Saved entries

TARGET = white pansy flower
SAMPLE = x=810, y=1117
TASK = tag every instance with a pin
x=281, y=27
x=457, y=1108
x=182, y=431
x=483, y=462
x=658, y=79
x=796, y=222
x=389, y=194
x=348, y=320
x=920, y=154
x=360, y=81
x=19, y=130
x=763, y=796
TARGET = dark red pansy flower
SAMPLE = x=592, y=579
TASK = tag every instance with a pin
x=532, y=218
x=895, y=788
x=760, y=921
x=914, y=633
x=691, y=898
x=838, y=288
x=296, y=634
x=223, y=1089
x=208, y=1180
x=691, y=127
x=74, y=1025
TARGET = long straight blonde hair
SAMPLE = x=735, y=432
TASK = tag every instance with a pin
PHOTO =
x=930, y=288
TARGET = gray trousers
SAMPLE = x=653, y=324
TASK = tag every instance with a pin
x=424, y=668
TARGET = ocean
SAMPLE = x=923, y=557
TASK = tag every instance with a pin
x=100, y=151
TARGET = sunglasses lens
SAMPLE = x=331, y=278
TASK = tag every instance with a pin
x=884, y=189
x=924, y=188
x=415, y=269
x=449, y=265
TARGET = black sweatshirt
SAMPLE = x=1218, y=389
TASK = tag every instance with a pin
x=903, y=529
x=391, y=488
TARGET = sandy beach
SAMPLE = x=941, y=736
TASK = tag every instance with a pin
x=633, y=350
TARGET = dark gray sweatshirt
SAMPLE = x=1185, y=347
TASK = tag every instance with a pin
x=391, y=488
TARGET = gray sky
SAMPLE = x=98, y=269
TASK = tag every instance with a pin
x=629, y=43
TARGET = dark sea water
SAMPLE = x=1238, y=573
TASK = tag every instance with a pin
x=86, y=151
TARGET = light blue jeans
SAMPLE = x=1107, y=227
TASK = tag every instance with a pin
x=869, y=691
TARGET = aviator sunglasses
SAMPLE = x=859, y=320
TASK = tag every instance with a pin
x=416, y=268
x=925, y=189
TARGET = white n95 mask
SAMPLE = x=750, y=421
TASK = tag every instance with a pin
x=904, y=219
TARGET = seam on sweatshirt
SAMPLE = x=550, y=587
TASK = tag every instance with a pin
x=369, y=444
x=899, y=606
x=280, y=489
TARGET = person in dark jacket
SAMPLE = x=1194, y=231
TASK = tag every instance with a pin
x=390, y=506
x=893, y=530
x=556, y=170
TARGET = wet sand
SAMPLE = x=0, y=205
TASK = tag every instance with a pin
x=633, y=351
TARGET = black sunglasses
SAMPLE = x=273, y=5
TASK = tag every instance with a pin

*WORK INSTRUCTIONS*:
Please be sure to repeat every entry exactly.

*SOLUTION FOR THIS TASK*:
TARGET = white pansy flower
SAMPLE = x=810, y=1117
TASK = tag every instance with a pin
x=281, y=27
x=457, y=1108
x=182, y=431
x=483, y=462
x=658, y=79
x=796, y=222
x=389, y=194
x=348, y=320
x=920, y=154
x=360, y=81
x=19, y=130
x=763, y=796
TARGET = dark red pansy flower
SAMPLE = x=592, y=579
TASK = tag every instance with a pin
x=532, y=218
x=895, y=788
x=760, y=921
x=914, y=633
x=691, y=898
x=838, y=288
x=296, y=634
x=223, y=1089
x=208, y=1180
x=691, y=127
x=74, y=1025
TARGET = long straight blonde hair
SAMPLE = x=735, y=432
TASK = tag every instance with a pin
PHOTO =
x=930, y=288
TARGET = gray trousers
SAMPLE = x=653, y=324
TASK = tag every instance with a pin
x=424, y=668
TARGET = ocean
SAMPLE = x=923, y=557
TASK = tag every instance with a pin
x=100, y=151
TARGET = sunglasses lens
SAMPLE = x=331, y=278
TASK = tag every instance with a pin
x=884, y=189
x=924, y=188
x=415, y=269
x=449, y=265
TARGET = black sweatshirt
SAMPLE = x=1218, y=389
TASK = tag every instance with a pin
x=903, y=529
x=391, y=488
TARGET = sandy beach
SAMPLE = x=941, y=736
TASK = tag every instance with a pin
x=633, y=350
TARGET = dark gray sweatshirt
SAMPLE = x=1185, y=347
TASK = tag every instance with a pin
x=391, y=488
TARGET = gray sky
SAMPLE = x=98, y=269
TASK = tag every instance with a pin
x=629, y=43
TARGET = dark sea water
SAMPLE = x=1238, y=573
TASK = tag every instance with a pin
x=86, y=151
TARGET = light blue jeans
SAMPLE = x=1107, y=227
TASK = tag every instance with a pin
x=869, y=691
TARGET = aviator sunglasses
SAMPLE = x=859, y=320
TASK = tag every instance with a pin
x=416, y=268
x=925, y=189
TARGET = white n95 mask
SAMPLE = x=750, y=421
TASK = tag every instance with a pin
x=904, y=219
TARGET = seam on sweatshirt
SAMPLE = x=550, y=587
TASK = tag every instance with a pin
x=369, y=444
x=899, y=606
x=280, y=489
TARGET = person in dark jacket
SAMPLE = x=1194, y=231
TASK = tag every instance with a pin
x=390, y=506
x=893, y=530
x=556, y=170
TARGET = wet sand
SAMPLE = x=0, y=205
TASK = tag every instance with a pin
x=633, y=351
TARGET = black sunglasses
SAMPLE = x=273, y=5
TASK = tag every instance with a pin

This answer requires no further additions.